* EXERCISE BRIEF
Continue the piece below about Brandon Cripps' crushed leg, picking up right after its final sentence.

* TEXT BLOCK
====================

Cripps was working at the Silent Valley landfill site in Ebbw Vale when his left leg got trapped under the spinning wheels of a diesel bowser.

“All the front of my leg was shattered. It was like a piece of cable that had been splayed. There were 27 pieces of bone flying about,” he explains in unflinching detail.

“From the kneecap down, all that was left was a piece of my achilles holding my foot on. There was no solid bone left at all. My foot was hanging on by my achilles and it was bouncing about. Oh it was a bad ‘un.

“It was the wheels of the diesel bowser spinning on my leg that did all the damage. It ripped all my calf muscle out. The seagulls come down and had that. If I could have picked it up, they reckon that could have gone back in as packing.

“My bone split into 27 pieces, but I didn’t pass out. I was in shock for 40 minutes. I was just lying there waiting for an ambulance and the first ambulance went to the wrong tip.

“When the ambulanceman got there, he said to somebody 'I haven’t seen anything like that before'. That’s what panicked me. Then they gave me adrenaline in my arm and I went to get up. It was absolutely bloody amazing.”

Graphic warning: The injury to Brandon Cripps' leg

When Cripps got to hospital, it was then he was faced with a fateful decision over his wrecked leg.

“They said it’s got to come off. I said no, it’s not coming off. I would die with it. My grandfather lost his leg in the pit, my uncle lost his two legs, my grandmother lost her leg. So I fought to keep it.”

Having refused amputation, the then 50-year-old Cripps underwent a corticotomy, where his dead bone was cut out.

“They cut four inches out and I grew two and a half inches back, which was a phenomenon. I had a metal frame round the leg for two and a half years. They put PH substance in. It comes out of a pig. Once it’s put in there, it will hold anything.

“The frame would help you walk and it gave you confidence. The more you walked the more you dragged the bone down. I dragged two and a half inches from somewhere, it’s amazing. I have also got a lifter in my shoe, an inch and a half, to take me up to my near normal height.

“After it happened, the doctor said me walking four metres in ten years was the best I could hope for. I said ‘I will be all right, I will force it’. When I walked into the clinic a couple of years later, he nearly passed out.”

But keeping his leg came at a cost.

====================

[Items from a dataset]

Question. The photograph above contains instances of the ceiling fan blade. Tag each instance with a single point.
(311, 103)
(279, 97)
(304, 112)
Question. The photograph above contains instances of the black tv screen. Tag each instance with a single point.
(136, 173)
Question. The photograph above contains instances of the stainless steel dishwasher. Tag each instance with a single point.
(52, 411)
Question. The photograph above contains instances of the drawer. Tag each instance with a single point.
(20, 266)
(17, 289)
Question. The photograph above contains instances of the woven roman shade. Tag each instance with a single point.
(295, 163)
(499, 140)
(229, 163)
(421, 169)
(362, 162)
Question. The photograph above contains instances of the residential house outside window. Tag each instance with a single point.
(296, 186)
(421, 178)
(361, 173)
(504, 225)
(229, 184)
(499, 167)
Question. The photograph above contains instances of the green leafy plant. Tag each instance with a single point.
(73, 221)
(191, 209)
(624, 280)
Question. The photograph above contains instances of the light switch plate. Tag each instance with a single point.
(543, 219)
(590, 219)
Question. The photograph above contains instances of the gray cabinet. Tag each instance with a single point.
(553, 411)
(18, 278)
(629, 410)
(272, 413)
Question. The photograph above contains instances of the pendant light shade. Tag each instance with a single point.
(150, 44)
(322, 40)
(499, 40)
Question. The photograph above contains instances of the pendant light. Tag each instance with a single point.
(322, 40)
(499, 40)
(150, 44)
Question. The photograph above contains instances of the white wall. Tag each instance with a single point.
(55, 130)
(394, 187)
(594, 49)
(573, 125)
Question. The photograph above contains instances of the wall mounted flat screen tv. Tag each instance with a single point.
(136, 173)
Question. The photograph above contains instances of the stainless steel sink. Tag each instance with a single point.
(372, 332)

====================

* ANSWER TO THE EXERCISE
“The doctor had said ‘Brandon, if I save that leg, you will be a kidney patient in ten years’ and he was spot on. After ten years, I ended up having dialysis.

“Because of the tablets I was taking to fight the pain, my kidneys just couldn’t cope. They were working their guts out to try and keep the injury clean. It was all an open wound.

“Your kidneys want that leg working. They will keep attacking it until they get it better. They burned themselves out in the end.”

Reflecting on his heavily scarred left leg, he admits: “I wish I’d had it amputated. I’ve had ulcers in it, I’ve had gangrene, I had everything chucked at me.

“It’s still swollen today and painful in the ankle 24/7, but the biggest thing it left me with was the kidney transplant. I would never go through that again, never in a million years. I lost my dignity. They sent for the family when I lost seven litres of blood. They didn’t think there was much hope. I have been through a lot, oh hell aye.

“I wouldn’t have been so keen to keep it nowadays because the prosthetic legs out there are absolutely brilliant.”

Given everything he has been through, you inevitably find yourself asking how Cripps - now 66 - has managed to stay so strong?

“You have got to get your mindset right first. I say to everybody who I see with injuries, don’t let it take you down. You are bound to have a bit of depression, but you will come through it.

“I have had a lot of dark days, but I have thousands of friends. You have got to have family and friends. My wife Debra has been a massive help. I’ve been with her 24 years.

“In the beginning, Mike Ruddock would pop in every night to Morriston. Loads of boys I played with visited me. There wasn’t a day there wasn’t someone there. At one time, I had 11 waiting to come and see me. That’s how the rugby community rallies round.”

For Brandon, with the support of all his friends and family, the fight goes on.